**WHAT NEEDS TO BE DONE**: Please reproduce verbatim the lines below, from the first through the one with "box: [0, 4, 465, 102]".

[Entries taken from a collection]

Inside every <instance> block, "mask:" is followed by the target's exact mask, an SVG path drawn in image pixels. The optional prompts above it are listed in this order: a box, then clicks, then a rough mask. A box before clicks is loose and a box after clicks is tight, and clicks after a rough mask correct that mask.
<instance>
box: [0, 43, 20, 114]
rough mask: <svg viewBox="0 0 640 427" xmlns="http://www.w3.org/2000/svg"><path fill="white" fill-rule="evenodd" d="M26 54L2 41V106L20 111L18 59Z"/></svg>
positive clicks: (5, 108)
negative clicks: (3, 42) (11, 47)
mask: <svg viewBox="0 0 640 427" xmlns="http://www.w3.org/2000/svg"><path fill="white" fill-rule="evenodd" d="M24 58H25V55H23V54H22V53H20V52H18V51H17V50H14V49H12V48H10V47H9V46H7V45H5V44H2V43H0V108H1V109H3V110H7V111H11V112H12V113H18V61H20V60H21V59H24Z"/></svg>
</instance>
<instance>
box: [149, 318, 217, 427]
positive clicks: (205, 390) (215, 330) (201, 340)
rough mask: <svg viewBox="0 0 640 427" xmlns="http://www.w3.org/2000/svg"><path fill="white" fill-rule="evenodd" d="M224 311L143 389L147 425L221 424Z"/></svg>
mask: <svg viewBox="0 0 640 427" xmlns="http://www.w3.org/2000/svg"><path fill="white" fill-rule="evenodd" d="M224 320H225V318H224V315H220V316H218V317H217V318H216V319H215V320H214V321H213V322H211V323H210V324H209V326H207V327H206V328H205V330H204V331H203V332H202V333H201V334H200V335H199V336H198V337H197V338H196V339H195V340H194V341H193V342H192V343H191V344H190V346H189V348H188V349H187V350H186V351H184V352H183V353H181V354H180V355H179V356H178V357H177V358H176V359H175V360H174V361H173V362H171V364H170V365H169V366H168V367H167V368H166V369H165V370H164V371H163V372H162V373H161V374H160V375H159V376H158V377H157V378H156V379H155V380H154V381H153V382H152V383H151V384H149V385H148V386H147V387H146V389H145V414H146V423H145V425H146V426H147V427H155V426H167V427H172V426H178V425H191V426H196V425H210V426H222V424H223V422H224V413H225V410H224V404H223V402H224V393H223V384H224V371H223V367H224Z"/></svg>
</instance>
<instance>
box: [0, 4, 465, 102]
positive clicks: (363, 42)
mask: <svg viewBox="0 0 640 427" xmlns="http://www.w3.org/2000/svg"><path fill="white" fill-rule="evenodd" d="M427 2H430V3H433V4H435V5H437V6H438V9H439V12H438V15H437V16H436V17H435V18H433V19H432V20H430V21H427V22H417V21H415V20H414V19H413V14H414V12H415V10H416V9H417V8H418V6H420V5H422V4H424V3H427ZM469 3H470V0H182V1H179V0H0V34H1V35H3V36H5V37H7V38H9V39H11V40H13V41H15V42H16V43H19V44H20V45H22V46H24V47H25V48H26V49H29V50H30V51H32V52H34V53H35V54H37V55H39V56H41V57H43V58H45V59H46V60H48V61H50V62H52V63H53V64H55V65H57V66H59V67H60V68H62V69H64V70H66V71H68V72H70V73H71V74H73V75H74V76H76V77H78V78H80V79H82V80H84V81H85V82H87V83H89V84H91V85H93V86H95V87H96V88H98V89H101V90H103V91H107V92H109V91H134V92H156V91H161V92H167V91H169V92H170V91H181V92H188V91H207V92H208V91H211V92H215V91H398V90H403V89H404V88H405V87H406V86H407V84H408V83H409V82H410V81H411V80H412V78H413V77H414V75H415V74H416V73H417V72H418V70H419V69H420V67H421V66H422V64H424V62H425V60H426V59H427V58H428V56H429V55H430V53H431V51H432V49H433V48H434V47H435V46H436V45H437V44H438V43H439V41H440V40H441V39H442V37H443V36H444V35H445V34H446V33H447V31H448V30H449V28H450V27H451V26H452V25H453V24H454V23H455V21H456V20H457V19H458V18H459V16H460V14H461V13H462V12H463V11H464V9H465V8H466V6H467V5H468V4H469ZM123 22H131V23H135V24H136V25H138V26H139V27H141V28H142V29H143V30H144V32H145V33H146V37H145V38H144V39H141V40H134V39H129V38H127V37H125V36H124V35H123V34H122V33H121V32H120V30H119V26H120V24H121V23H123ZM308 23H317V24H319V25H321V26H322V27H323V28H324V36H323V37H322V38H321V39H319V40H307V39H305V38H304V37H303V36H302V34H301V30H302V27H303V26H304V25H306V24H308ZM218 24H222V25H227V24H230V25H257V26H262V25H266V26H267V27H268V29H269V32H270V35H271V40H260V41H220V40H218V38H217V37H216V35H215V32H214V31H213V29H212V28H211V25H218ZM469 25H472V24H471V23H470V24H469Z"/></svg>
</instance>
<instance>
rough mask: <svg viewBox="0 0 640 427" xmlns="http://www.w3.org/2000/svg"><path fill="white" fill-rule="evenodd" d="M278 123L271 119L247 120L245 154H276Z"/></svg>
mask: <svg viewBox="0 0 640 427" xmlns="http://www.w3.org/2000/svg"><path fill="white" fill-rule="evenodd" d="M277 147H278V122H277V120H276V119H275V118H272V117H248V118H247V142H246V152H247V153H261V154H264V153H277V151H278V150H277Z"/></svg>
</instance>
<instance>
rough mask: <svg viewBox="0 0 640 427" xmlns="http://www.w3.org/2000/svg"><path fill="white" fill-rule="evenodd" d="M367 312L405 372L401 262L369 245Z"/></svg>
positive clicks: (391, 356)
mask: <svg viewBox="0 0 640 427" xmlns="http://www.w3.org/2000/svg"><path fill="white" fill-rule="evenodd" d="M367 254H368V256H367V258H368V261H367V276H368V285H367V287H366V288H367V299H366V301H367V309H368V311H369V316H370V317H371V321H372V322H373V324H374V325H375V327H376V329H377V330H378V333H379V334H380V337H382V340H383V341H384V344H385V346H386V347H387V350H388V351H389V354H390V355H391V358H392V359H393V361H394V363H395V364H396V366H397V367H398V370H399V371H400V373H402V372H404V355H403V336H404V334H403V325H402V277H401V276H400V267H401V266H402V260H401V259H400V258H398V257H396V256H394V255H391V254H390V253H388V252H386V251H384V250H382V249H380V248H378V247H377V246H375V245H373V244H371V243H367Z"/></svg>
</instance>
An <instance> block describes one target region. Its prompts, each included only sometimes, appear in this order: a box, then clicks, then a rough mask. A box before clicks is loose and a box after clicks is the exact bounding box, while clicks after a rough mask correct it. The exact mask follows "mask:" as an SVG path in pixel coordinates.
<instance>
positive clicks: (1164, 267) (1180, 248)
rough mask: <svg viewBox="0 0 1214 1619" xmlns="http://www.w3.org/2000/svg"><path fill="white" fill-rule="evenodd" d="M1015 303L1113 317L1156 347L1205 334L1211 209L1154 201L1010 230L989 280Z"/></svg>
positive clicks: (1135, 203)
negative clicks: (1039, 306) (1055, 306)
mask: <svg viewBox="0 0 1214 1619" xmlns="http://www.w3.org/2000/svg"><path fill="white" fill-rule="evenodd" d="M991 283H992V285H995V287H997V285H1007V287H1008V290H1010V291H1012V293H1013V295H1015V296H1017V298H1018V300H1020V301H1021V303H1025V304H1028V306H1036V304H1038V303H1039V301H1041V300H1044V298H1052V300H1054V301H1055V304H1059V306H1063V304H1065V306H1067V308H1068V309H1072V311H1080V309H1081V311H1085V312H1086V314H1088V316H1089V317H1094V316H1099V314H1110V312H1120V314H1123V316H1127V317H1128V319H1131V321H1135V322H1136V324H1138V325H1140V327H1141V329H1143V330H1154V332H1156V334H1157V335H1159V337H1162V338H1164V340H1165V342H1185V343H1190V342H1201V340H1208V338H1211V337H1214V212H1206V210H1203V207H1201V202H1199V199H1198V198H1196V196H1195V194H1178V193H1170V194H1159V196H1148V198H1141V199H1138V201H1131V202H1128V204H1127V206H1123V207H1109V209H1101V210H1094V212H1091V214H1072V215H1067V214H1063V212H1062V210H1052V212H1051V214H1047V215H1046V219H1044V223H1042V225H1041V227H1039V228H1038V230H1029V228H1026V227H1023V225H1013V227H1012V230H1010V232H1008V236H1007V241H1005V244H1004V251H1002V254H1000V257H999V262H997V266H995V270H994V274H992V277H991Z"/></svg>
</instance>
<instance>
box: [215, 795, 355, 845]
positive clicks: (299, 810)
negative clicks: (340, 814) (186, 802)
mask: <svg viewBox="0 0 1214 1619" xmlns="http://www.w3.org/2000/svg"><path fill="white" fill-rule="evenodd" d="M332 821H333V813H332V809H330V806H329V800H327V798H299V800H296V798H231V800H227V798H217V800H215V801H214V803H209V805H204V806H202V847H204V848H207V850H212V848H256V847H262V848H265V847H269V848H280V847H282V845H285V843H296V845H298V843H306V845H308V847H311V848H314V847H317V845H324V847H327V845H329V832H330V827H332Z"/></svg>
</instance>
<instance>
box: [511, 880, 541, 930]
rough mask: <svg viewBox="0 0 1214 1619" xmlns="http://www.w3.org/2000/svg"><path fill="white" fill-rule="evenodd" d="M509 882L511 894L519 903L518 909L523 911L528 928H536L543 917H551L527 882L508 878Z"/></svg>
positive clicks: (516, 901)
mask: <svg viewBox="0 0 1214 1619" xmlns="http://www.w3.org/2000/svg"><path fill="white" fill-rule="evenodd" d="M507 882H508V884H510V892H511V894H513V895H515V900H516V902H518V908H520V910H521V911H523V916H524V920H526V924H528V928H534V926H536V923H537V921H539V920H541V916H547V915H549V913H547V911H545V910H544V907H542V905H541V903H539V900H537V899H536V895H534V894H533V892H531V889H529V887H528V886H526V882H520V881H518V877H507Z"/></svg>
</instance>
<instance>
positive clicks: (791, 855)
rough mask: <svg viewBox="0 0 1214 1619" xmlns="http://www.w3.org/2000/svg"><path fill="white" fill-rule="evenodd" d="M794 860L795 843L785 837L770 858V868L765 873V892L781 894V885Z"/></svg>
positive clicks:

**RESULT OF THIS TASK**:
Inside every <instance> block, "mask:" is followed by the target's exact mask, an SVG path drawn in image pixels. The optional prompts above it are listed in this order: a box, then clicks, then a rough mask. A box before clicks is loose and a box after clicks is tight, and clicks after a rough mask correct that mask.
<instance>
box: [0, 43, 20, 114]
rough mask: <svg viewBox="0 0 640 427" xmlns="http://www.w3.org/2000/svg"><path fill="white" fill-rule="evenodd" d="M26 54L2 41V106L20 111L18 59Z"/></svg>
positive clicks: (5, 108)
negative clicks: (3, 42) (11, 47)
mask: <svg viewBox="0 0 640 427" xmlns="http://www.w3.org/2000/svg"><path fill="white" fill-rule="evenodd" d="M24 58H25V55H23V54H22V53H20V52H18V51H17V50H14V49H12V48H10V47H9V46H7V45H5V44H2V43H0V108H1V109H3V110H7V111H11V112H12V113H18V61H20V60H21V59H24Z"/></svg>
</instance>
<instance>
box: [149, 318, 217, 427]
positive clicks: (205, 390) (215, 330) (201, 340)
rough mask: <svg viewBox="0 0 640 427" xmlns="http://www.w3.org/2000/svg"><path fill="white" fill-rule="evenodd" d="M224 311L143 389L147 425L221 424Z"/></svg>
mask: <svg viewBox="0 0 640 427" xmlns="http://www.w3.org/2000/svg"><path fill="white" fill-rule="evenodd" d="M224 320H225V318H224V315H220V316H218V317H217V318H216V319H215V320H214V321H213V322H211V323H210V324H209V326H207V327H206V328H205V330H204V331H203V332H202V333H201V334H200V335H199V336H198V337H197V338H196V339H195V340H194V341H193V342H192V343H191V344H190V346H189V348H188V349H187V350H186V351H184V352H183V353H181V354H180V355H179V356H178V357H177V358H176V359H175V360H174V361H173V362H171V364H170V365H169V366H168V367H167V368H166V369H165V370H164V371H163V372H162V373H161V374H160V375H159V376H158V377H157V378H156V379H155V380H154V381H153V382H152V383H151V384H149V385H148V386H147V387H146V389H145V414H146V423H145V425H146V426H147V427H155V426H167V427H172V426H178V425H191V426H196V425H210V426H222V424H223V422H224V413H225V410H224V404H223V402H224V393H223V384H224V371H223V367H224Z"/></svg>
</instance>
<instance>
box: [0, 4, 465, 102]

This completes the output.